**Çözülecek görev**
İnanç konulu yazıda "İsterseniz cevaplamaya inancın" sözleriyle başlayıp "huzursuzluk boy gösterir." sözlerine kadar süren bölümü harfi harfine tekrar yazın.

**Belge alıntısı**
****
Kültür
Giriş Tarihi : 16-06-2019 11:30   Güncelleme : 16-06-2019 10:56

İbadetsiz inanç veya din olur mu?

Hocam kafama takıldı, inancın sosyal hayatta önemi nedir?

İbadetsiz inanç veya din olur mu?

İsterseniz cevaplamaya inancın ne olduğundan başlayalım. İnanç, günlük hayatımızda en çok kullandığımız kelimelerden biri. Biz genellikle bu kelimeyi güvenmek, itimat etmek, gönülden katılmak ve samimiyet anlamlarında kullanırız. Bu yönüyle kişisel ilişkilerimizde belirleyici rol oynar. Misal; aksi bir gelişme olmadıkça karşılaştığımız kişinin doğru ve dürüst olduğuna inanırız. Bir arada bulunduğumuz insanlara güven duyarız. Olumsuz bir durum yoksa konuştuğumuz insanların samimi olduğunu düşünürüz çünkü fertler arasında karşılıklı ilişkilerde güven duygusu esastır. İlişkinin böyle olması hem kişisel hem de toplumsal düzeyde rahat ve huzur ortamı oluşturur. Nitekim inancın olmadığı yerde tedirginlik, rahatsızlık ve huzursuzluk boy gösterir.
****
**Sağlanan liste**
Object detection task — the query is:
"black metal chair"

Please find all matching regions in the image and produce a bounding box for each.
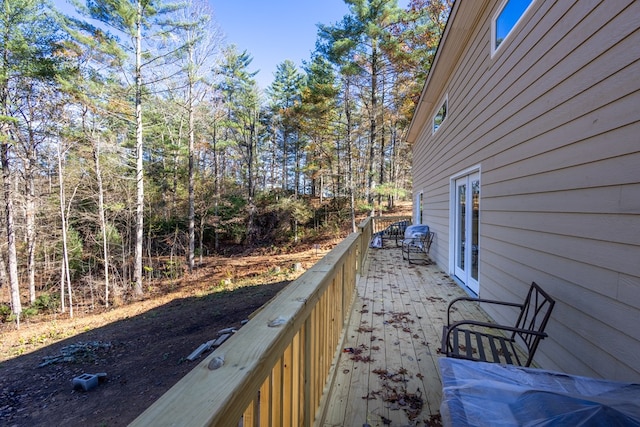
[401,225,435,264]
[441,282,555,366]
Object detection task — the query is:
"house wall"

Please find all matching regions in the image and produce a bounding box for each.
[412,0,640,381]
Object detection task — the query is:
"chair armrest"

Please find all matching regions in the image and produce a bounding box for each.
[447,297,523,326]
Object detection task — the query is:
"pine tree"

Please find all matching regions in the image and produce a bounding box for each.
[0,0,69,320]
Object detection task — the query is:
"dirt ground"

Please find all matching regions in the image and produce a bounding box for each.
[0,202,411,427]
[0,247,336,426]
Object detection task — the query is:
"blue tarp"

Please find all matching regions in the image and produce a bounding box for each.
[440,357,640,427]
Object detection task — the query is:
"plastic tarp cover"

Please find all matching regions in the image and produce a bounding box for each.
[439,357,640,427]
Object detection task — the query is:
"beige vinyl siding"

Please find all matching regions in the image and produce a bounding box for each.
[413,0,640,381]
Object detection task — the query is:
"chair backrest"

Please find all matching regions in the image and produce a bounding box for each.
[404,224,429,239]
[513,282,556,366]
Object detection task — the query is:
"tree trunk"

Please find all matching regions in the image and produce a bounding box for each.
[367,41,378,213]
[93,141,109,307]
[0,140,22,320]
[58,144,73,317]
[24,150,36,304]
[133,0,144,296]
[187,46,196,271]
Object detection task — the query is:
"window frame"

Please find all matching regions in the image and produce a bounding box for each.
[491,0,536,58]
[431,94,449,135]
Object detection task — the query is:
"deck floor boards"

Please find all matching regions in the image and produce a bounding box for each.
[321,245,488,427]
****
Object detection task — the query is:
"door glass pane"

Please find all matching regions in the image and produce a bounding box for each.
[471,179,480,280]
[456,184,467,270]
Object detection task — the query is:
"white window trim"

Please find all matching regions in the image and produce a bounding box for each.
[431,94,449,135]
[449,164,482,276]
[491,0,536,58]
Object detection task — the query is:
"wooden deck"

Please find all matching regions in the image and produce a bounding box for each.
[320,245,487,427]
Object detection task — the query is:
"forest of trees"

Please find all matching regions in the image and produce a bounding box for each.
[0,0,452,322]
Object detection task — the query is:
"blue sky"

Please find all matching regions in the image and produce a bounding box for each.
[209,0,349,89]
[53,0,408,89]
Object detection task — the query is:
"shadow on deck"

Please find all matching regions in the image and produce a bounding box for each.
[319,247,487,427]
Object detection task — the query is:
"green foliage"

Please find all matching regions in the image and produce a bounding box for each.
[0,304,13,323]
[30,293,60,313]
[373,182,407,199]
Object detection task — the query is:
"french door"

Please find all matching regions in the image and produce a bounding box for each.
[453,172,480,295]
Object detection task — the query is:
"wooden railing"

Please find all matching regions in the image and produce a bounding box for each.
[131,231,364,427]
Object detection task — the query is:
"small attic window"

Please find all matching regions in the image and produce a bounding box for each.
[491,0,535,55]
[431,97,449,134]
****
**Beklenen çıktı**
İsterseniz cevaplamaya inancın ne olduğundan başlayalım. İnanç, günlük hayatımızda en çok kullandığımız kelimelerden biri. Biz genellikle bu kelimeyi güvenmek, itimat etmek, gönülden katılmak ve samimiyet anlamlarında kullanırız. Bu yönüyle kişisel ilişkilerimizde belirleyici rol oynar. Misal; aksi bir gelişme olmadıkça karşılaştığımız kişinin doğru ve dürüst olduğuna inanırız. Bir arada bulunduğumuz insanlara güven duyarız. Olumsuz bir durum yoksa konuştuğumuz insanların samimi olduğunu düşünürüz çünkü fertler arasında karşılıklı ilişkilerde güven duygusu esastır. İlişkinin böyle olması hem kişisel hem de toplumsal düzeyde rahat ve huzur ortamı oluşturur. Nitekim inancın olmadığı yerde tedirginlik, rahatsızlık ve huzursuzluk boy gösterir.